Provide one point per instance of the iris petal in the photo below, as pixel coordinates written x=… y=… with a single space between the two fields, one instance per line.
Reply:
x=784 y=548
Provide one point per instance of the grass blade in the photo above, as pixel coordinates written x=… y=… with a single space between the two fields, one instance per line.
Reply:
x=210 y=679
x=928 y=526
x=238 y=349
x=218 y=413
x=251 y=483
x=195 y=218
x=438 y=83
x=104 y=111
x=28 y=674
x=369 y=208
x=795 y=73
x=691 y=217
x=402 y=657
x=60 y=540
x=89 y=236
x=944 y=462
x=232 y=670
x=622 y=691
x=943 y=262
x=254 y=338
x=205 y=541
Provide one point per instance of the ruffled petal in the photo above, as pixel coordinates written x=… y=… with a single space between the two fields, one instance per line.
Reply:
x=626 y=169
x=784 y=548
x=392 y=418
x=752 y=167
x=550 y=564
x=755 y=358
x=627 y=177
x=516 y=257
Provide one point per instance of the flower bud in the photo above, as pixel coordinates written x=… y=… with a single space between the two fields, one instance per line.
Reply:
--------------------------------------------------
§ **WHAT IS NEEDED**:
Repeat the material word for word from its opening line up to and including the line containing "Provide one point per instance of the grass".

§ **ANSWER TO THE EXERCISE**:
Provide one point per instance of the iris petal in the photo below, as pixel coordinates written x=… y=… with a single space between the two fields, one instance per line.
Reply:
x=784 y=548
Provide one point per instance of the grass blade in the photo above, as pixel coordinates written x=… y=… with a single space between the two fields, one instance per line.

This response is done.